Text block:
During a lull in activity in the video streaming, such as a timeout
in the sporting event, the venue may provide its own advertising or
other information to the UE 110. The ads may take the form of still
images, videos similar to commercial television ads, or the like.
The received videos can also have banner ads included or the video
server 104 (see FIG. 1) can modify the video feeds to include
advertising spliced into the video feed. This requires video
processing equipment that is known in the art for this purpose.
[0051] Furthermore, the heartbeat data, described above, can be
used to provide a personal targeted advertising for an individual
UE 110 as part of a streaming video on a particular channel. For
example, the UE 110 could receive an ad for free or discounted
tickets to the performance venue 202 or an invitation to happy hour
at the nightclub venue 204 or a discounted meal at the restaurant
venue 206. If the owner of a UE 110 is not a registered guest at a
hotel within the venue 200, the APs 108 could send an invitation or
ad to book a room in the venue 200. The UE 110 can communicate with
the video server 104 or another server (not shown) within the venue
200 via the APs 108 to accept one or more of the ad offers. For
example, the UE 110 could transmit an acceptance and book tickets
at the performance venue 202. Similarly, the user of the UE 110 can
book a room in the venue 200.
[0052] FIG. 4 illustrates a system architecture that allows
operation of the system 100 across multiple venues. As discussed
above with respect to FIG. 3, the venue 200 may have a large number
of APs 108 distributed throughout the venue. The various APs 108
are coupled together using the infrastructure 106. Among other
things, the infrastructure allows an interconnection to a network
210 via a communication link 212. In a typical embodiment, the
network 210 may be implemented as the Internet. In addition to the
communication link 212, the infrastructure 106 provides a backhaul
214 to a cloud computing environment designated herein as a JUMMMP
Cloud 216. The backhaul 214 may be implemented in a variety of
different manners using known technology. In one embodiment, the
backhaul 214 may be routed to the JUMMMP Cloud 216 via the network
210.
[0053] Within the JUMMMP Cloud 216 are a number of components. A
web portal page and policy controller server 220 controls user
authentication across a number of different venues in addition to
the venue 200. A network management element 222 controls overall
operation of the network in the JUMMMP Cloud 216 including
registration and authentication services. FIG. 4 illustrates a
log-in web page 224.
[0054] A local ad server 230 in the JUMMMP Cloud 216 may provide
ads for the venue 200. As discussed above, the ads may be still
images or streaming video and may be directed to the venue 200
itself or for the related businesses 202-206 (see FIG. 3). In
addition, the ads may be for businesses near the venue 200 (or for
other venues in the JUMMMP network). The centralized ad server 230
in the JUMMMP Cloud 216 simplifies the network architecture within
the venue 200 and other venues by eliminating the need for an ad
server within each venue.

Entries supplied:
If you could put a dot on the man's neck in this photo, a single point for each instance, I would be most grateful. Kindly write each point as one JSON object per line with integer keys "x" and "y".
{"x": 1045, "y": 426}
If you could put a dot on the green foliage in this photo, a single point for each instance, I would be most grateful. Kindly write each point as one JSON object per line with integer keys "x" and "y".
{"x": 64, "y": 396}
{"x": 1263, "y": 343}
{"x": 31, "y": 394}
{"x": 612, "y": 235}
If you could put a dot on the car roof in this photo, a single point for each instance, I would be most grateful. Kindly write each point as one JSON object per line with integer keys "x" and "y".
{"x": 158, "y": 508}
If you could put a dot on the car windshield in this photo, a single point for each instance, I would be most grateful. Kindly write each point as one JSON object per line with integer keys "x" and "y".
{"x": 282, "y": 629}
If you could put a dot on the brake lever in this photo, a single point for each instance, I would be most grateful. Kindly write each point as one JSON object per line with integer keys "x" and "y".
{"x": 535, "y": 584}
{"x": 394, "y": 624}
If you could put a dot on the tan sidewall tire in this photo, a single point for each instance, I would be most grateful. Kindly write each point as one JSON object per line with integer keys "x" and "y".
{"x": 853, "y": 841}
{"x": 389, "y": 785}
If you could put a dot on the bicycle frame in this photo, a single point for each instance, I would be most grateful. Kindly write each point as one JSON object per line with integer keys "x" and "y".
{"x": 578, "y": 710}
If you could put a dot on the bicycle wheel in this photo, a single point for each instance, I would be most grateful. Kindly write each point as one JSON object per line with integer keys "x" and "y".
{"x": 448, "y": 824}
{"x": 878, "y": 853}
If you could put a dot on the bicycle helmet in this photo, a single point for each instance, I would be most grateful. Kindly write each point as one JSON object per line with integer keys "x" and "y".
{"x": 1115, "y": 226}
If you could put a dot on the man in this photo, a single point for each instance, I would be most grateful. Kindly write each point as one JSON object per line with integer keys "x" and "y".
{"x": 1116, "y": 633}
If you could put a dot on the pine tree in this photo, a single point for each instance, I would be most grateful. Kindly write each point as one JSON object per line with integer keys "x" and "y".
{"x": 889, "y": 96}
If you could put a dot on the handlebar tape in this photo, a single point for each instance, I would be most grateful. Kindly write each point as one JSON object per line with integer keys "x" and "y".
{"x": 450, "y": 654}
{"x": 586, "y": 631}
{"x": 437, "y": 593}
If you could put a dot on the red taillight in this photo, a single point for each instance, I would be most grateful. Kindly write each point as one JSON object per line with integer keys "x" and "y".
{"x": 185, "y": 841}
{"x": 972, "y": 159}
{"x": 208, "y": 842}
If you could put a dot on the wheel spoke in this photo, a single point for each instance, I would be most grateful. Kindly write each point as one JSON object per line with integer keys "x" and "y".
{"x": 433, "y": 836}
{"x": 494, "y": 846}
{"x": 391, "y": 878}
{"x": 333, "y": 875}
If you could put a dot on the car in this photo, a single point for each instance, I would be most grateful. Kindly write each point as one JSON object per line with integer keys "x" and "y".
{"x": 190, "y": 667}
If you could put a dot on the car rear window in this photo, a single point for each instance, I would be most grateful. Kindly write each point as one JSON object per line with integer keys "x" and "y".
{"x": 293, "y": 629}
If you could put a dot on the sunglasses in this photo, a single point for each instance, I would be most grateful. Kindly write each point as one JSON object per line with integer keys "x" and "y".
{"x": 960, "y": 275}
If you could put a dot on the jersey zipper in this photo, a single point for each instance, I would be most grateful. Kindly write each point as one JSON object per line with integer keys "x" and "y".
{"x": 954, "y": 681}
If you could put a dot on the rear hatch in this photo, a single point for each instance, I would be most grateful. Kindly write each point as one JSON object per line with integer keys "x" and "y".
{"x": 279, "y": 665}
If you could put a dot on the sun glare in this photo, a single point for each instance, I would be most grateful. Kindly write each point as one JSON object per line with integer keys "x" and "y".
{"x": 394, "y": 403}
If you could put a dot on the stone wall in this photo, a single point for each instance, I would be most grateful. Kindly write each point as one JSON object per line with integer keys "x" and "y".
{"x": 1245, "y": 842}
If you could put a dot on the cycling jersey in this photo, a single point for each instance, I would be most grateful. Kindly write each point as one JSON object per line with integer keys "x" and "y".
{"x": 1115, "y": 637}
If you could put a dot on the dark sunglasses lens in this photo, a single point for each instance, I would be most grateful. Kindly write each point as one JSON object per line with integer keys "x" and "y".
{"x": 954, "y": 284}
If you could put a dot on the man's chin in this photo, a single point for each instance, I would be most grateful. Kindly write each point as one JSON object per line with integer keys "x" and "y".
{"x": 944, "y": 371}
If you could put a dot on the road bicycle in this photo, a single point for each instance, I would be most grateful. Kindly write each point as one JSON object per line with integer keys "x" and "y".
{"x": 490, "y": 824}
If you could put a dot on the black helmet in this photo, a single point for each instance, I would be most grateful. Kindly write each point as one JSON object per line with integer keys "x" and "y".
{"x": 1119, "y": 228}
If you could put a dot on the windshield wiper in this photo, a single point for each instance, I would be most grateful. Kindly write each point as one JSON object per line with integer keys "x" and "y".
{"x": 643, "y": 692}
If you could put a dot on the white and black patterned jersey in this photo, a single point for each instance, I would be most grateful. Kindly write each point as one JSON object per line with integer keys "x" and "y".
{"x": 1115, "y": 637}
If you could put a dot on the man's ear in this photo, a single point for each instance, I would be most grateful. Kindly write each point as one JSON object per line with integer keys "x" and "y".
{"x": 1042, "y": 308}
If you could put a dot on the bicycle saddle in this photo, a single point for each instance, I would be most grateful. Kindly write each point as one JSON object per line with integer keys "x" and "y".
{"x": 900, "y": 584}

Exercises:
(a) In the venue video streaming text, recast the paragraph beginning "A local ad server 230 in the JUMMMP Cloud 216" as a bulleted list that keeps its main facts.
(b) Pick up the venue video streaming text after its final sentence.

Answers given:
(a)
- A local ad server 230 in the JUMMMP Cloud 216 may supply ads for the venue 200.
- The ads may be still images or streaming video.
- They may be for the venue 200 itself or for the related businesses 202-206.
- They may also be for businesses near the venue 200 or for other venues in the JUMMMP network.
- Because the ad server 230 is centralized, no venue needs its own ad server, which simplifies the network architecture within the venue 200 and other venues.

(b)
[0055] A data base server 232 in the JUMMMP Cloud 216 may be
configured to collect a broad range of information regarding the
UEs 110 (including the user profile information stored in the
memory 156 (see FIG. 2) of the UE that was provided when the UE was
first identified in the venue. The profile information will help
provide targeting marketing and advertising to the UE 110 as it
traverses the venue. In addition, the profile information may be
used to select the streaming videos that may be provided to the
user. For example, if the user profile indicates that the owner of
the UE 110 is an avid football fan, the selections of video streams
may include multiple football games. As previously discussed, the
heartbeat signal from the UE 110 may include geo-location data. The
database server 232 is configured to store location information,
along with time/date data to thereby track movements of the UE
110.
[0056] The UE 110 must register with the system 100 at some initial
point in time. The initial registration can be performed remotely
using, by way of example, a personal computer (not shown) connected
to the JUMMMP Cloud 216 via the network 210. In another variation,
the UE 110 can perform an initial registration as it enters the
venue 200 illustrated in FIG. 4, as described above. When the UE
110 initially contacts one of the APs 108, the policy controller
server 220 will not have any data related to the particular UE 110.
In this case, that initial AP 108 in the venue 200 may perform an
initial registration. For the initial registration, the UE 110 can
connect to the initial AP 108 and provide identification
information. In an exemplary embodiment, the user can complete the
initial registration process by providing data, such as the
telephone ID (i.e., the phone number), a device ID, a user ID, and
an email address as well as other information, such as the user
profile data stored in the memory 156 (see FIG. 2) of the UE 110.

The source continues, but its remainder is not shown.